Point-per-instance localization data:
• • • • • • •
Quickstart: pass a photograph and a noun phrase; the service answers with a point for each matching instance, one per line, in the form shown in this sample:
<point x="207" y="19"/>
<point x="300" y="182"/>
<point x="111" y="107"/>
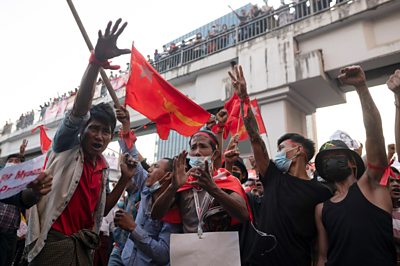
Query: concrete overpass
<point x="290" y="66"/>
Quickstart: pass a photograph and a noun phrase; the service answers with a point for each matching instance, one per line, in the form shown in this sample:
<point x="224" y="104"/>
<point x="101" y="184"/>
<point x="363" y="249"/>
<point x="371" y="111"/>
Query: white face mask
<point x="199" y="161"/>
<point x="9" y="164"/>
<point x="153" y="188"/>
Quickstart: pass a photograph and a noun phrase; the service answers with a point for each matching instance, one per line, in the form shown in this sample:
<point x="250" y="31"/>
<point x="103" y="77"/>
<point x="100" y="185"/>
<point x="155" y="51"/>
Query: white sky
<point x="43" y="53"/>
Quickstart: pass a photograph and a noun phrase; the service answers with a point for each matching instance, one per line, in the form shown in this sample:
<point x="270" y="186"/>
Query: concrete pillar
<point x="285" y="112"/>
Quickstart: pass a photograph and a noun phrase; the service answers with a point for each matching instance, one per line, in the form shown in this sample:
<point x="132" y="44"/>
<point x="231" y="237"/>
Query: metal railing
<point x="261" y="25"/>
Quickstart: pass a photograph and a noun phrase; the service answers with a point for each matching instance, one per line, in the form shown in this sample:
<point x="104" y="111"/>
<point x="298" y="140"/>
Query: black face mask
<point x="336" y="168"/>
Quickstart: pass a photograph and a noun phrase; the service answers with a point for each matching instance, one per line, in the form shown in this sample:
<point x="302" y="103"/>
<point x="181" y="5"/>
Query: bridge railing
<point x="278" y="18"/>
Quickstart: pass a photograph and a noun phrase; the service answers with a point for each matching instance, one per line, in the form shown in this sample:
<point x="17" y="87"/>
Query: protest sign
<point x="213" y="248"/>
<point x="14" y="179"/>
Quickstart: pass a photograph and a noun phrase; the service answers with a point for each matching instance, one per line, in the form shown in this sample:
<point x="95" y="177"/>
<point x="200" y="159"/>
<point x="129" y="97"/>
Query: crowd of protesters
<point x="343" y="212"/>
<point x="28" y="119"/>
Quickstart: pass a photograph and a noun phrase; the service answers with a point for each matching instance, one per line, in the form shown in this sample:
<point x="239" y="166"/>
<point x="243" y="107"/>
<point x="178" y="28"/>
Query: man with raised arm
<point x="289" y="195"/>
<point x="64" y="225"/>
<point x="355" y="225"/>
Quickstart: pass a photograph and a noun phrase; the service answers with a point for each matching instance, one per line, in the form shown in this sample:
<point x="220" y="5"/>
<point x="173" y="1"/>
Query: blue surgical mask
<point x="155" y="187"/>
<point x="282" y="162"/>
<point x="199" y="161"/>
<point x="120" y="204"/>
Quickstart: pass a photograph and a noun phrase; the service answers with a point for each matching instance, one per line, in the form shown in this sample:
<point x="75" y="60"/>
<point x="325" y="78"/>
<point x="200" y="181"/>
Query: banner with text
<point x="14" y="179"/>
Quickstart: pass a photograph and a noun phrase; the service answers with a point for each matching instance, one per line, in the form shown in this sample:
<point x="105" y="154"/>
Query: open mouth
<point x="97" y="146"/>
<point x="397" y="189"/>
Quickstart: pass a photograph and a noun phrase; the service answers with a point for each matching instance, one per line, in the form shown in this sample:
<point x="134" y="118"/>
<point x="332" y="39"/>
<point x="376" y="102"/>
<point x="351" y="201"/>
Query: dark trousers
<point x="102" y="254"/>
<point x="8" y="244"/>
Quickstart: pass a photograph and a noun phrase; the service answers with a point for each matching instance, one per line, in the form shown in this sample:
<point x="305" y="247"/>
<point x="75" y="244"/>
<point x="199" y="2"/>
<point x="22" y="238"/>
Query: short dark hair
<point x="308" y="144"/>
<point x="170" y="164"/>
<point x="213" y="138"/>
<point x="103" y="113"/>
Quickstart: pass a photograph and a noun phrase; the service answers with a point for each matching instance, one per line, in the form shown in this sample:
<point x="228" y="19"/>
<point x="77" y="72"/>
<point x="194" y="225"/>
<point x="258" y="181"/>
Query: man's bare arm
<point x="375" y="142"/>
<point x="259" y="149"/>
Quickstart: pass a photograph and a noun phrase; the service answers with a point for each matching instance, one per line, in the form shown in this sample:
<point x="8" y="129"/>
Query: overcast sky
<point x="43" y="53"/>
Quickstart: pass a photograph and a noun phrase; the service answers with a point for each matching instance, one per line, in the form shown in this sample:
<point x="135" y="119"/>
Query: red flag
• • • • • • •
For each line above, output its wording exactly and leave out any picture.

Quickstart: pass a photograph and a noun phrase; the service answers with a point for each matching instance, one per line, in the form shown in this sample:
<point x="207" y="19"/>
<point x="300" y="182"/>
<point x="111" y="107"/>
Query: concrete overpass
<point x="290" y="66"/>
Quickstart: pass a photograph and a noun phrase; the service answers with a point for each matching instance, one per line, in the form shown in this sample:
<point x="224" y="104"/>
<point x="101" y="184"/>
<point x="363" y="249"/>
<point x="371" y="111"/>
Query: white face mask
<point x="199" y="161"/>
<point x="9" y="164"/>
<point x="153" y="188"/>
Quickstart: pass a photograph and a noun phrase; the service answers with a point for each matching instance, one per line, in the form shown in this sample:
<point x="250" y="31"/>
<point x="103" y="77"/>
<point x="100" y="185"/>
<point x="155" y="51"/>
Query: white sky
<point x="43" y="53"/>
Quickstart: pass a photograph and a noun phrase; the service answers with a point for each matching instance, one per line, in the form shown in this sample:
<point x="270" y="186"/>
Query: concrete pillar
<point x="285" y="112"/>
Quickstart: pass a photograph and a noun phrase; the service answers with a point for each matching instance, one per line, in the form shown in this sample:
<point x="132" y="44"/>
<point x="231" y="237"/>
Query: metal railing
<point x="261" y="25"/>
Quickstart: pass a photograph and a noun phrase; the service answers with a point for each matching instance, one per line, in the form shown in this sample:
<point x="104" y="111"/>
<point x="298" y="140"/>
Query: black face mask
<point x="336" y="168"/>
Quickstart: pass a photograph and a noun phrase; the service answers with a point for each matching instance, one per line, in the form shown in this sample:
<point x="302" y="103"/>
<point x="181" y="5"/>
Query: bridge railing
<point x="278" y="18"/>
Quickstart: pass a photograph and a noun phrase; the service answers with a point for each matching instance, one per line, in the form shown in this sample:
<point x="17" y="87"/>
Query: protest sign
<point x="213" y="248"/>
<point x="14" y="179"/>
Quickstart: pass a photograph and a noun phrase; the service answers with a point for each matching instance, one per line, in the form shown in this sample:
<point x="95" y="177"/>
<point x="200" y="159"/>
<point x="129" y="97"/>
Query: crowd of protesters
<point x="343" y="212"/>
<point x="28" y="119"/>
Quickstart: pass a photograph and a noun phrase; the service answers with a point for each matching instance, one per line, in the form shown in this sample:
<point x="239" y="166"/>
<point x="243" y="107"/>
<point x="178" y="28"/>
Query: man with raised arm
<point x="289" y="195"/>
<point x="64" y="225"/>
<point x="355" y="225"/>
Quickstart: pass a photograph and a noun phrase; the service answers with a point for each matching instance, one per line, in the form shown in this sample:
<point x="220" y="5"/>
<point x="173" y="1"/>
Query: blue surgical mask
<point x="155" y="187"/>
<point x="282" y="162"/>
<point x="199" y="161"/>
<point x="120" y="204"/>
Quickstart: pass a photograph and a noun phrase; the service answers with a point for each matching instance, one per line, in the form shown in this sample:
<point x="75" y="60"/>
<point x="325" y="78"/>
<point x="200" y="181"/>
Query: banner with text
<point x="14" y="179"/>
Quickstart: pass a photograph and a noun phrase; the service answers with a point for each matching instance, one per line, in the form shown in this sample:
<point x="105" y="154"/>
Query: open mouth
<point x="97" y="146"/>
<point x="397" y="189"/>
Quickstart: pass a photograph and a noun phrase; the service answers with a point for each matching instance, one per line, in the form shown in this sample:
<point x="134" y="118"/>
<point x="332" y="39"/>
<point x="376" y="102"/>
<point x="351" y="201"/>
Query: dark trousers
<point x="102" y="254"/>
<point x="8" y="244"/>
Quickstart: pass a photograph and a noun phrase; the service answers with a point for each matching instance, one per line, in the form shown in this sample:
<point x="305" y="247"/>
<point x="75" y="244"/>
<point x="199" y="2"/>
<point x="22" y="238"/>
Query: short dark hair
<point x="308" y="144"/>
<point x="170" y="164"/>
<point x="213" y="138"/>
<point x="103" y="113"/>
Quickstart: pass a photograph and a noun phrase; the service answers with a point for each matching instance, one per line, in the form shown in this sample:
<point x="228" y="19"/>
<point x="77" y="72"/>
<point x="194" y="225"/>
<point x="258" y="181"/>
Query: man's bare arm
<point x="375" y="142"/>
<point x="259" y="149"/>
Quickstart: pass a photograph and a noun phrase; the service answers with a point for each matching instance, one per line, in the form shown in this sample:
<point x="8" y="129"/>
Query: overcast sky
<point x="43" y="53"/>
Quickstart: pass a photograph and a noun phrase; the service answers with a point for each matching instance, one per line, in the form shown in this sample:
<point x="135" y="119"/>
Query: red flag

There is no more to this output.